PROBLEM:
Go line by line through the entries below and copy those containing the string "Objective".

DATASET ENTRIES:
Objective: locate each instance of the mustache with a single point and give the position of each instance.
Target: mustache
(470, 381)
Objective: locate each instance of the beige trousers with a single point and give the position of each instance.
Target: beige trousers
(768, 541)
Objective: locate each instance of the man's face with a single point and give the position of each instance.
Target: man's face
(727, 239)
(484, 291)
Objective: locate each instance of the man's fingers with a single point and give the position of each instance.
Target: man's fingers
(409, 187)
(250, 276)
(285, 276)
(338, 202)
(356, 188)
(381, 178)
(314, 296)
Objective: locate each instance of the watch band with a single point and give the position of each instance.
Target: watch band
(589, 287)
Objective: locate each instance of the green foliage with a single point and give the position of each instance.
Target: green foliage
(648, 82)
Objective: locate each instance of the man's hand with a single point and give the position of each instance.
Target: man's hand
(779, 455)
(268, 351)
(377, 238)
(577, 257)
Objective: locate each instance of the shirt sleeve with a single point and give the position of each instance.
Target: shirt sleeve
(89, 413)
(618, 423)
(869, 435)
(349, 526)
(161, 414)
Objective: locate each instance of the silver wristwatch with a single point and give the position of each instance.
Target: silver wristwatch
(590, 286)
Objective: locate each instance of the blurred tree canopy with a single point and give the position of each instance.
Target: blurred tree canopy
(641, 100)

--

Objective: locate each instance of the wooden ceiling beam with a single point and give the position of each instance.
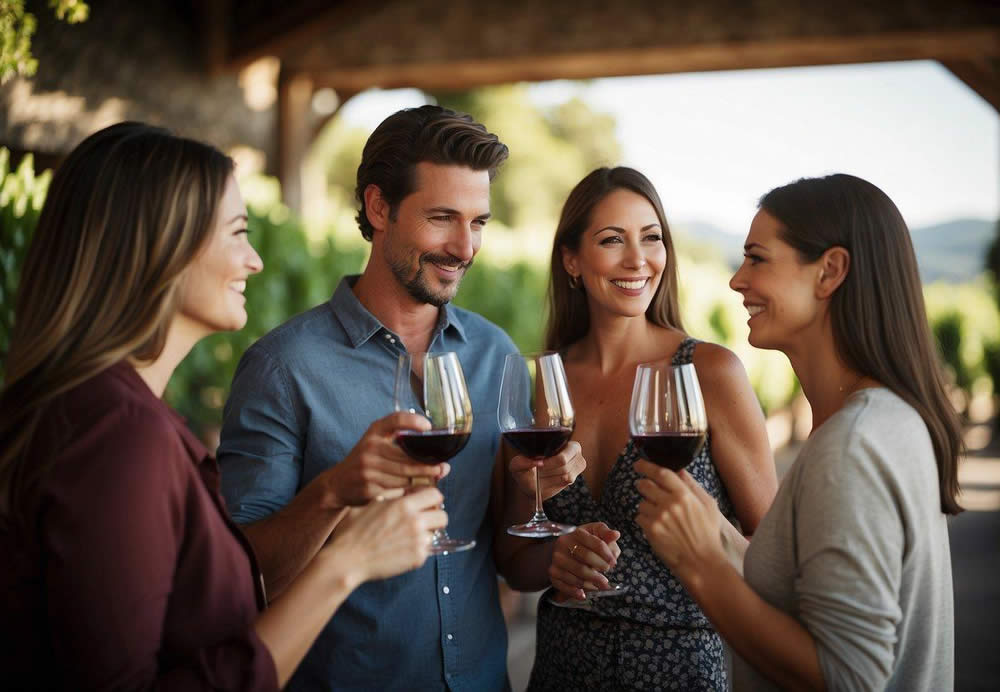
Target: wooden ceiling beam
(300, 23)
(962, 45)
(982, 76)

FINISHED TASK:
Objective: locate each instance of the mustache with a single point and give the position of each instance.
Objective: locate each instance of the beige trousers with a single point and give the position of each instance.
Objective: locate each instance of the man's face with a single point and give the position of each instance.
Objective: locate each instance of the man's fingers with a single point and give the position of each instance.
Objective: locate each instance of the watch band with a single point and give the position of each instance.
Objective: locate each instance of the green foliage with a single point and give the position of each instance.
Objective: locate each instance of the man's hand with a single point and give the position of each instance.
Objective: locate each instance of the shirt sleeve with a single point and give the position of each instance.
Objective: locate each instance of the silver wristwatch with a single point and give the position of each instance.
Objective: locate each instance of the blurred tree canopy with a single point and give the position of each instance.
Objective: locate each instance of the wooden ceiling beam with a single point and give the position of each instance.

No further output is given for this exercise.